(What the task requires):
Write the listing out again word for word, excluding any pictures.

(Supplied material):
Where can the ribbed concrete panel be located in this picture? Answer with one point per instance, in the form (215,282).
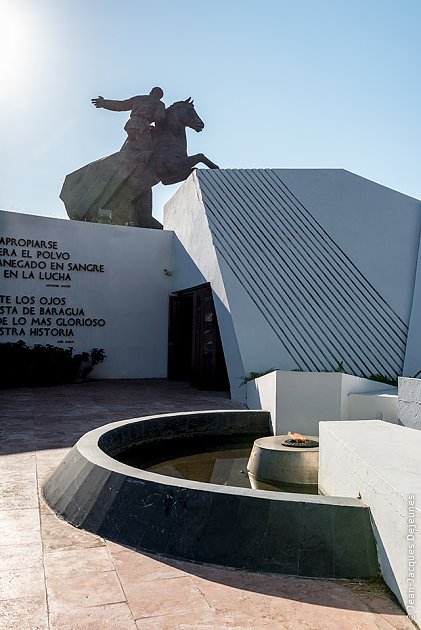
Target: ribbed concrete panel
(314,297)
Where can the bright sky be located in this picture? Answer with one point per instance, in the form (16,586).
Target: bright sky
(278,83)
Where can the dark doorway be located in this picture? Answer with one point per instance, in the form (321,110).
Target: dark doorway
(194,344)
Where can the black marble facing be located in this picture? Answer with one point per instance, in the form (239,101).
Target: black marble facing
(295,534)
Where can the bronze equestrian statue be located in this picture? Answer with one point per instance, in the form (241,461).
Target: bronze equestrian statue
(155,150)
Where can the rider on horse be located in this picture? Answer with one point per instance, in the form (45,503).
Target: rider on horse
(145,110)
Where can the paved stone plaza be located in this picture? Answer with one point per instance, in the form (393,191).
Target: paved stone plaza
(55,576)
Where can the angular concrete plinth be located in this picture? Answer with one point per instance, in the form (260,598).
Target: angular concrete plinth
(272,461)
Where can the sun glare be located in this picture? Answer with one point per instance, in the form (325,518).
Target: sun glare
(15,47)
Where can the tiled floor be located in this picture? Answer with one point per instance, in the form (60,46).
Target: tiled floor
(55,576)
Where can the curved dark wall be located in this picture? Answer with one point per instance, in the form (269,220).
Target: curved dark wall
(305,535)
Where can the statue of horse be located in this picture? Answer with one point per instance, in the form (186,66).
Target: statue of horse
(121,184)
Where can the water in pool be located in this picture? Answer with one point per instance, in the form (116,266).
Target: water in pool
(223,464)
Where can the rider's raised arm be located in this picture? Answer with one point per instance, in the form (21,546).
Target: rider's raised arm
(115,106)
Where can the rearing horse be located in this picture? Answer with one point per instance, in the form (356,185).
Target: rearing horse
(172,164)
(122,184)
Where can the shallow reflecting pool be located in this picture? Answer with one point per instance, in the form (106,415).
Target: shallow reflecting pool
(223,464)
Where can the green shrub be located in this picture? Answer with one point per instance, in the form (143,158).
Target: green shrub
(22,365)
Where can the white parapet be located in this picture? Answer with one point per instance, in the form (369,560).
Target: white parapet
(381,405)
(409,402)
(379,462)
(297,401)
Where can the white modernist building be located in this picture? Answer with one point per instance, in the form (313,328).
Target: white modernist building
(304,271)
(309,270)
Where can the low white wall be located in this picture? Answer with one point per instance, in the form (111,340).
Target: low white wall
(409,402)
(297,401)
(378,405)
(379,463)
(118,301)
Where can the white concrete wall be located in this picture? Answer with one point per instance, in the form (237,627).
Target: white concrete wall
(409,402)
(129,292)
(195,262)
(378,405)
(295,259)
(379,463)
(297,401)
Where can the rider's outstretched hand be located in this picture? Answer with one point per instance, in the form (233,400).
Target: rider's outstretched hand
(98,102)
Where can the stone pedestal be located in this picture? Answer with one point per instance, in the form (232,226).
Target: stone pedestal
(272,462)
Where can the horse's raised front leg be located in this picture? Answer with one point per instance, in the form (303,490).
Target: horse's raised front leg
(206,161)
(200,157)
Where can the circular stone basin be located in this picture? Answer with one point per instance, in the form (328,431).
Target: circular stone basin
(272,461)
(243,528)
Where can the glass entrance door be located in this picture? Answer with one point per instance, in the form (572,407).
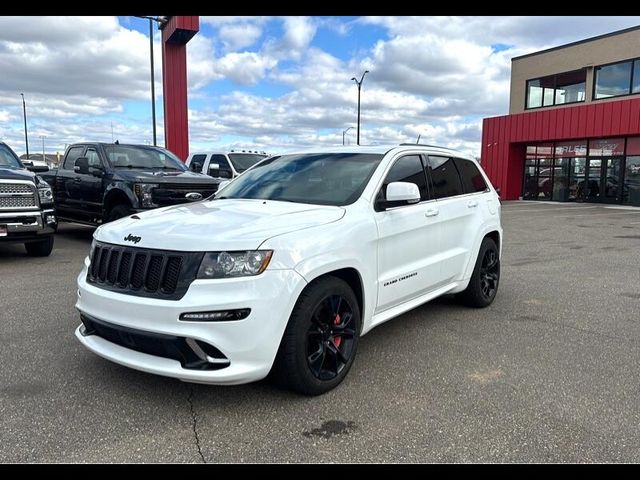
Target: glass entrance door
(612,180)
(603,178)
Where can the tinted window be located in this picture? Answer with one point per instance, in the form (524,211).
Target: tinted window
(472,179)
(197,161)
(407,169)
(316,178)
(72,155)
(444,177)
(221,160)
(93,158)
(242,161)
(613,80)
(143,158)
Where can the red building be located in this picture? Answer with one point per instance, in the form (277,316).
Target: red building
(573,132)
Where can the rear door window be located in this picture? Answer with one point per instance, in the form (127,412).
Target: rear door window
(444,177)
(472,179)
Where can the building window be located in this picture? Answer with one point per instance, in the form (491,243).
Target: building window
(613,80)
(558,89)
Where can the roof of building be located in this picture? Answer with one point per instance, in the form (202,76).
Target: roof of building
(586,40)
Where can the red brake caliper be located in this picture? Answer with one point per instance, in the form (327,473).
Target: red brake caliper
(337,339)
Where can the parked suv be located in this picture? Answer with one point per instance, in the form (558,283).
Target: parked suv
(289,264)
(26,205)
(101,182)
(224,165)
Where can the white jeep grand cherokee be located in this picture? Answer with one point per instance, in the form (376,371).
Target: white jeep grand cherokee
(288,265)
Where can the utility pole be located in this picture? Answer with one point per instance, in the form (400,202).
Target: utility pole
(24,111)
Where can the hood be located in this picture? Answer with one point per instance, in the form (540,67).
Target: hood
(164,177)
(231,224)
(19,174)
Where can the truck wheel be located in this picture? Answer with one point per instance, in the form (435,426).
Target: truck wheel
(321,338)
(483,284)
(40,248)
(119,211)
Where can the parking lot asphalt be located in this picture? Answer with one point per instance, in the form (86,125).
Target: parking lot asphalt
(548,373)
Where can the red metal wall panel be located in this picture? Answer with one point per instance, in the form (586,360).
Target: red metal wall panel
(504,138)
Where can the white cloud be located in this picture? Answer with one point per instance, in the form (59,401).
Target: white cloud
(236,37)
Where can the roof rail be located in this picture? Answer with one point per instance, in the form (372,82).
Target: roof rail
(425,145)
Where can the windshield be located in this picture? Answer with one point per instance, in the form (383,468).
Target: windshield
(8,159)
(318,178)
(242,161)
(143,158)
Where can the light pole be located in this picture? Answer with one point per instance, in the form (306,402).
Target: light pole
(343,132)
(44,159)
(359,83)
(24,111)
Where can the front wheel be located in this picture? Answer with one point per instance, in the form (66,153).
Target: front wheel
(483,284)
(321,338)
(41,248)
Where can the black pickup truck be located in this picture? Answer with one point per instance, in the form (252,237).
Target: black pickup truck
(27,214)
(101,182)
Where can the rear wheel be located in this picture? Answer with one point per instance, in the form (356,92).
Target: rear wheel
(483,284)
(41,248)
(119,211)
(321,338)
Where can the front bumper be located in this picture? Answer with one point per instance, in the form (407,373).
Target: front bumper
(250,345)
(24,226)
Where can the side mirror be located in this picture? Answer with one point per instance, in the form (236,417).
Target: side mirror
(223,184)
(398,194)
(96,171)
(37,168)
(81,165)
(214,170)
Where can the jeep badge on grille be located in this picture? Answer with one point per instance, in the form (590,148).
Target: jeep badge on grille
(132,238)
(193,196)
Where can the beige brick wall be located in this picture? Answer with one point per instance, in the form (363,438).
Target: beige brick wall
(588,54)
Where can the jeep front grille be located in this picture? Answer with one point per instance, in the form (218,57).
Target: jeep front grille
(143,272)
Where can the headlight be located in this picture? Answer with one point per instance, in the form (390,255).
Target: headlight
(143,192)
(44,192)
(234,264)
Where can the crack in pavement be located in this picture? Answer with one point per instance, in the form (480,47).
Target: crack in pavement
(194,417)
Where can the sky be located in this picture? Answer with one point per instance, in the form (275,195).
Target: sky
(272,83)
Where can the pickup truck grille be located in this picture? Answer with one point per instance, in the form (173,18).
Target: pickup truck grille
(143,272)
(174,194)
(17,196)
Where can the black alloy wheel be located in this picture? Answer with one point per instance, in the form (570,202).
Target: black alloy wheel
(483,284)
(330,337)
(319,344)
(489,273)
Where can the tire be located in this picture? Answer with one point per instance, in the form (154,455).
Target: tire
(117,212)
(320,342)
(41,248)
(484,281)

(Answer to this exercise):
Where can the ribbed concrete panel be located in this picture? Answer with one point per instance, in the form (215,282).
Target: ribbed concrete panel
(314,297)
Where can the bright sky be located in this picture? Answer with one point per instance, in the form (16,586).
Target: bright sky
(278,83)
Where can the dark doorway be located in this picture? Answer with one point per instance, in the form (321,110).
Target: dark doorway
(194,344)
Where can the black marble facing be located in this picture? Answer with one point per instance, in the form (239,101).
Target: black marble facing
(295,534)
Where can the bronze equestrian statue be located in this picture? Answer with one point per instance, in the form (241,461).
Target: bronze equestrian statue
(155,150)
Where can the rider on horse be located in this picture? Answer with one point per instance, in the form (45,503).
Target: rider on horse
(145,110)
Where can the paved stone plaza be located in this picture? Answer with one point per instance, in the form (393,191).
Target: paved stone plaza
(55,576)
Where can the angular concrete plinth be located in this picture? Answer with one point per instance, in the form (260,598).
Target: angular concrete plinth
(272,461)
Where can the sun glare be located in this picture? Answer with one point per instance, in the form (325,518).
Target: sun glare
(15,47)
Where can the tiled floor be located in this picture? Answer with one point per instance, in the form (60,46).
Target: tiled floor
(55,576)
Where can the curved dark wall be located in this picture? Answer with one point per instance, in the form (269,220).
Target: curved dark wall
(305,535)
Where can the statue of horse be located in this picture? Answer with one point per instance, in the form (186,66).
Target: statue of horse
(121,184)
Where can the water in pool be located in this picture? Answer with one point per instance, in the form (116,266).
Target: water in pool
(223,464)
Where can the rider's raised arm be located in this picture? Answer with one point per instance, in the form (21,546).
Target: rider's raised arm
(115,106)
Where can the rearing horse be located in this picture? Answer with one point per instance, in the form (356,185).
Target: rearing horse
(172,164)
(122,184)
Where can the shallow reflecting pool be located in this picture? Answer with one point per instance, in the form (106,415).
Target: shallow reflecting pool
(223,464)
Where can the green shrub be located in this picture? Answer with one point per instance, in the form (143,158).
Target: green shrub
(22,365)
Where can the white parapet be located in this picture? Answer with one point per instance, in the form (369,560).
Target: white parapet
(381,405)
(409,402)
(379,462)
(297,401)
Where can the white modernist building be located in this picture? Answer with one point per instance, in the form (313,328).
Target: white modernist building
(304,271)
(309,270)
Where can the low white wall be located in this picture? Answer with one point per instance, in the form (111,340).
Target: low white wall
(409,402)
(297,401)
(378,405)
(379,463)
(118,301)
Where can the white concrete wall be located in this picture? Answer with one point per instance, in the form (237,627).
Target: white concrete wall
(409,402)
(129,292)
(195,262)
(378,405)
(295,259)
(379,463)
(297,401)
Where can the rider's outstretched hand be located in this picture? Answer with one point per instance, in the form (233,400).
Target: rider's outstretched hand
(98,102)
Where can the stone pedestal be located in this picture? Answer with one point per instance, in the form (232,226).
Target: stone pedestal
(272,462)
Where can the horse's raised front leg be located in this picture? Answer with one point per instance, in the form (303,490).
Target: horse's raised front leg
(206,161)
(200,157)
Where can the circular stone basin be located in this picture? Answer with one point per instance, in the form (328,431).
Target: circular stone basin
(272,461)
(243,528)
Where can the glass entrance door be located in this picture? Answer with one point per instance, in the form (572,407).
Target: glass entrance door
(612,180)
(603,178)
Where can the tinted window be located in this picture? Answer with one point per instance, in the form (524,211).
Target: tinted window
(472,179)
(197,161)
(407,169)
(316,178)
(72,155)
(444,177)
(221,160)
(93,158)
(242,161)
(613,80)
(143,158)
Where can the red building be located in this picture? Answer with one point per instance, in the form (277,316).
Target: red building
(573,132)
Where can the rear door window be located in this picture? Answer with one point per instance, in the form (127,412).
Target: rear door window
(444,177)
(472,179)
Where can the building window be located in this picture? Answer with one point per instance, in the form (491,243).
Target: building window
(613,80)
(558,89)
Where can the roof of building be located in this picture? Answer with one point per instance, in the form (202,76).
Target: roof of building
(586,40)
Where can the red brake caliper be located in this picture? Answer with one point per instance, in the form (327,473).
Target: red brake caliper
(337,339)
Where can the parked suv be located in this picture? Answer with one point per instance, in the form (558,283).
Target: parked suv
(289,264)
(26,205)
(101,182)
(224,165)
Where can the white jeep grand cherokee be located in this picture? Answer with one point per instance, in the form (376,371).
Target: white jeep grand cherokee
(288,265)
Where can the utility pole be located in this picture? Answer with one point per instance, in the form (400,202).
Target: utility pole
(24,111)
Where can the hood be located in this picture? Answer with one point per instance, in the form (540,67).
Target: hood
(164,177)
(231,224)
(19,174)
Where can the truck wheel be located in this picture? Answer with one point per instance, in the form (435,426).
Target: truck wheel
(321,338)
(483,284)
(40,248)
(119,211)
Where can the parking lot asphalt be located in this picture? Answer with one point per instance, in the form (86,125).
Target: parking lot asphalt
(548,373)
Where can the red metal wall panel be located in this picture? Answer with one point per instance, in the form (586,360).
Target: red metal wall panel
(504,138)
Where can the white cloud be located in this picture? Answer with one point per instance, in the form (59,401).
Target: white cloud
(236,37)
Where can the roof rail be located in this picture? Answer with one point per instance, in the form (372,82).
Target: roof rail
(425,145)
Where can the windshield be located in this picture? Answer with one point per instance, in the form (383,468).
Target: windshield
(8,159)
(318,178)
(242,161)
(143,158)
Where can the light pole be located in this picture? Answer with one point per instance, in the form (306,402).
Target: light pole
(343,132)
(44,159)
(359,83)
(24,111)
Where can the front wheel be located in this picture? Answer with one point per instance, in the form (66,153).
Target: front wheel
(483,284)
(321,338)
(41,248)
Where can the black pickup truck be located in this picture? Answer with one point per instance, in the form (252,237).
Target: black pickup truck
(27,214)
(101,182)
Where can the rear wheel be located in this picture? Answer with one point per instance, in the form (356,92).
Target: rear wheel
(483,284)
(41,248)
(119,211)
(321,338)
Where can the front bumper be located in this picture? Answer with one point per instance, in the form (407,373).
Target: front bumper
(250,345)
(24,226)
Where can the side mirror be located in this picture? Answer with one point per instance, in the form (236,417).
Target: side mirror
(223,184)
(398,194)
(96,171)
(37,168)
(81,165)
(214,170)
Where can the jeep badge on grille be located in this picture? Answer with one point per instance, in the form (590,148).
Target: jeep badge on grille
(132,238)
(193,196)
Where can the beige brick wall be located in this picture? Answer with one point per instance, in the form (363,438).
Target: beige brick wall
(588,54)
Where can the jeep front grille be located in this picture? Answer with one point per instance, in the form (218,57).
Target: jeep front grille
(143,272)
Where can the headlight be located in this picture? Answer with one point per instance, in the form (390,255).
Target: headlight
(143,192)
(44,192)
(234,264)
Where can the crack in pavement be located in this picture? Answer with one point per instance, in the form (480,47).
Target: crack in pavement
(194,417)
Where can the sky be located in this picture? Answer with one point per instance, in the form (275,195).
Target: sky
(272,83)
Where can the pickup truck grille be located in this picture? Answer with one point per instance, in the form (173,18).
Target: pickup truck grille
(143,272)
(174,194)
(17,196)
Where can the black alloy wheel be located in this picture? Answer with one point per instance, in the form (570,202).
Target: black alloy wheel
(483,284)
(330,337)
(319,344)
(489,273)
Where can the tire be located in this picture? Answer with one point per instance, in the form (154,455).
Target: tire
(117,212)
(320,342)
(41,248)
(484,281)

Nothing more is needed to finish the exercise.